Task brief — State how many lines in the items below contain the word "building", giving only the number. Treat the match as case-sensitive.

Dataset content —
============
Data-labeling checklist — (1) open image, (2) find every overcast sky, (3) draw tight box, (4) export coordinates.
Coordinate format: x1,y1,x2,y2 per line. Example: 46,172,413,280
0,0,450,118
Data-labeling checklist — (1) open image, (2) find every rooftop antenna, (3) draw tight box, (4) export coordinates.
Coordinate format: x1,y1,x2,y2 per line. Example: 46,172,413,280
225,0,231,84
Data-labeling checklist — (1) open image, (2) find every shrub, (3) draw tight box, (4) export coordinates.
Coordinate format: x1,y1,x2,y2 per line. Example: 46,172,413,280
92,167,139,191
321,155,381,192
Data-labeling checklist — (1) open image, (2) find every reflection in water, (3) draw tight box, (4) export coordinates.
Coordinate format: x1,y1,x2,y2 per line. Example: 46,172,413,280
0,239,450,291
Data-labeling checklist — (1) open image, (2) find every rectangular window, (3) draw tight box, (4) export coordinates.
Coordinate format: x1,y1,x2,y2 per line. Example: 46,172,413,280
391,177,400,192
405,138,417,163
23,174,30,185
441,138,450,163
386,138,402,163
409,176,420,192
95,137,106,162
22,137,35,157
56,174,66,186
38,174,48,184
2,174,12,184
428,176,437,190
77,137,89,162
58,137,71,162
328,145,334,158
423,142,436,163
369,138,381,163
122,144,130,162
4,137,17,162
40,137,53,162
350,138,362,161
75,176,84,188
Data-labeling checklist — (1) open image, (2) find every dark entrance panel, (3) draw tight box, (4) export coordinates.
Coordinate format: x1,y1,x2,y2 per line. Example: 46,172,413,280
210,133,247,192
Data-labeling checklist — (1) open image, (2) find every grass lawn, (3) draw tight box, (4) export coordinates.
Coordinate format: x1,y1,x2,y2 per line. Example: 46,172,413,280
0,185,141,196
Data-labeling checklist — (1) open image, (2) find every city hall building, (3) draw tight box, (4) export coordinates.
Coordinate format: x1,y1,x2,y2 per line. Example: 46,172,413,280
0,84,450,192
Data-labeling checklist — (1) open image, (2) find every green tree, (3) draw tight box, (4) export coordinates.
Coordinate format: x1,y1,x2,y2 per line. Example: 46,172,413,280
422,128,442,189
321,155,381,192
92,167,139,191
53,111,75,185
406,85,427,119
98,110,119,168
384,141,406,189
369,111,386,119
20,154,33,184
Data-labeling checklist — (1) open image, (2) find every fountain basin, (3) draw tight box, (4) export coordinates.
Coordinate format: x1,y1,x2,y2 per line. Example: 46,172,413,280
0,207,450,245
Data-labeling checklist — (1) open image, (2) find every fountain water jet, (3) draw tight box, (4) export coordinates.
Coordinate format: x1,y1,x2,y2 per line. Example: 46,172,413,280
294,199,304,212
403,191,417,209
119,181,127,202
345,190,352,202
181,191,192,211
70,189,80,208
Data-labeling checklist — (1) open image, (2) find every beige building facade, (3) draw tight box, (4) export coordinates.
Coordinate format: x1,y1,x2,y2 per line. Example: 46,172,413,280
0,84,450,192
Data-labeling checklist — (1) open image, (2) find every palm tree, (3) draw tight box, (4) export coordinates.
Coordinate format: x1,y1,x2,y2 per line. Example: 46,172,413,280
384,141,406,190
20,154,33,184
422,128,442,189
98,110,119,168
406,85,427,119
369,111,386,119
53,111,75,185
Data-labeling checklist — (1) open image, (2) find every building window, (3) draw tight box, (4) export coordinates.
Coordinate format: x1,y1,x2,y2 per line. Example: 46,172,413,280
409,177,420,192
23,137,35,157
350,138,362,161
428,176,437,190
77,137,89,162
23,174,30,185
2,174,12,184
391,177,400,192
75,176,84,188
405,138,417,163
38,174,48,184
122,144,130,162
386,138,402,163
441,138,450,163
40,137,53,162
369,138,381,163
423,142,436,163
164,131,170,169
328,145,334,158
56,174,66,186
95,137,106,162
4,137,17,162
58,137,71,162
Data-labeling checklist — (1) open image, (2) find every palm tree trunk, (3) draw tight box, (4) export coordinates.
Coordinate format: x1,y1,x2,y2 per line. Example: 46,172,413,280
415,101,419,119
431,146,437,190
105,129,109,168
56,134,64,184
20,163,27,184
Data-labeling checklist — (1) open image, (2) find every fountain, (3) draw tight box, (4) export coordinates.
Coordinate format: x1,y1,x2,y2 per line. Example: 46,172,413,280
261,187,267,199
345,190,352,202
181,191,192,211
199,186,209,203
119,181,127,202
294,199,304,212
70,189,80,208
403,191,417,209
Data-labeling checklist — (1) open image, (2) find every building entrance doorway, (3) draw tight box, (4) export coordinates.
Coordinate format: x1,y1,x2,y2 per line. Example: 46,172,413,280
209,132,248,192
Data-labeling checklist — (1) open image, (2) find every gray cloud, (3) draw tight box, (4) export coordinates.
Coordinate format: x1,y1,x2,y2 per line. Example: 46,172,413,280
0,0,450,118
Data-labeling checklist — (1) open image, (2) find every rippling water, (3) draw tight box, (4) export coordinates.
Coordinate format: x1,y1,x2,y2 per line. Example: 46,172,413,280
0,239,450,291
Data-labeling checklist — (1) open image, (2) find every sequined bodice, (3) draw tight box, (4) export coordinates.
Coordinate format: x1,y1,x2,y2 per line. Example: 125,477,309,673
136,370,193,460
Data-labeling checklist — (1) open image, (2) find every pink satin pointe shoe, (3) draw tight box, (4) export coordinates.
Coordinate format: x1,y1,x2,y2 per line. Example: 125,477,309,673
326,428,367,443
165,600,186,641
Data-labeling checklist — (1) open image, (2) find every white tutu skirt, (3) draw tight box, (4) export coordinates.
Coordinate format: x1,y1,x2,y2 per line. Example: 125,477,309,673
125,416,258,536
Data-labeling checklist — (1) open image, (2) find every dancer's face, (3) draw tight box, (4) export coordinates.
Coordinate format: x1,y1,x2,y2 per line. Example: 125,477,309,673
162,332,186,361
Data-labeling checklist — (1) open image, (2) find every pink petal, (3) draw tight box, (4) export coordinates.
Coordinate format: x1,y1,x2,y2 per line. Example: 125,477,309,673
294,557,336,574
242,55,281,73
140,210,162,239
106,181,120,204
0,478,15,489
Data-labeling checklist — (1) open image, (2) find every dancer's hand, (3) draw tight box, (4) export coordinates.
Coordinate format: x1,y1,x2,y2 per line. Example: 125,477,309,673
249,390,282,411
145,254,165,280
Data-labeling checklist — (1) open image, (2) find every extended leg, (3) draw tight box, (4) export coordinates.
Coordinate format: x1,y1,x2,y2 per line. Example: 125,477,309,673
============
Solution to this exercise — 4